··· Excerto da página ···

Fazem-se análises sem fim da crise
económica em acção no mundo e das suas causas, mas quem ousa meter o machado na raiz
e falar do pecado? O Apóstolo define a avareza insaciável uma “idolatria” (Col 3,5)
e adiciona na desenfreada ganância de dinheiro “a raiz de todos os males” (1 Tm 6,
10). Podemos dizer que está errado? Porque tantas famílias perderam tudo, massas
de operários que ficam sem trabalho, se não pela sede insaciável de lucro por parte
de alguns? A elite financeira e económica mundial tornou - se uma locomotiva louca
que avançava numa corrida desenfreada, sem pensar nos restantes vagões, parados ao
longe. Estávamos a caminhar todos em sentido contrário.

··· Bloco de dados ···

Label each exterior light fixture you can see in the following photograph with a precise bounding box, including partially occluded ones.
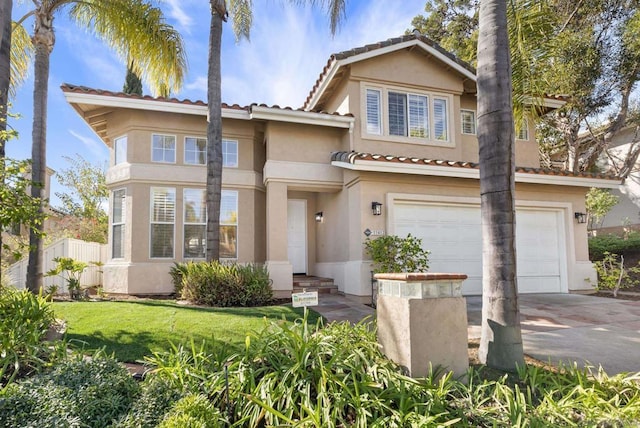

···

Lista de tarefas =
A) Transcreva do excerto sobre a crise económica tudo o que vai desde "Fazem-se análises sem" até "em sentido contrário.".
B) Prolongue o excerto sobre a crise económica a partir do ponto em que ele termina.

Lista de respostas =
A)
Fazem-se análises sem fim da crise
económica em acção no mundo e das suas causas, mas quem ousa meter o machado na raiz
e falar do pecado? O Apóstolo define a avareza insaciável uma “idolatria” (Col 3,5)
e adiciona na desenfreada ganância de dinheiro “a raiz de todos os males” (1 Tm 6,
10). Podemos dizer que está errado? Porque tantas famílias perderam tudo, massas
de operários que ficam sem trabalho, se não pela sede insaciável de lucro por parte
de alguns? A elite financeira e económica mundial tornou - se uma locomotiva louca
que avançava numa corrida desenfreada, sem pensar nos restantes vagões, parados ao
longe. Estávamos a caminhar todos em sentido contrário.

B)
* * *
Com
a sua morte, Cristo não só venceu o pecado, mas também deu um sentido novo ao sofrimento,
também àquele que não depende do pecado de ninguém. Fez- se instrumento de salvação,
um caminho para a ressurreição e a vida. O seu sacrifício produz os seus efeitos não
através da morte, mas sim, graças à superação da morte, isto é, à ressurreição. “Morreu
pelos nossos pecados, ressuscitou pela nossa justificação” (Rm 4, 25): os dois eventos
são inseparáveis no pensamento de Paulo e da Igreja.
É uma experiência humana
universal: nesta vida prazer e dor sucedem-se com a mesma regularidade como a formação
de uma onda no mar, segue uma depressão e um vazio que suga o náufrago. “Algo amargo
– escreveu o poeta pagão Lucrécio – surge do próprio íntimo de cada prazer e nos angustia
no meio das delícias” [4]. O uso da droga, o abuso do sexo, a violência homicida,
ao instante dão a embriaguez do prazer, mas conduzem à dissolução moral, e muitas
vezes também física, da pessoa.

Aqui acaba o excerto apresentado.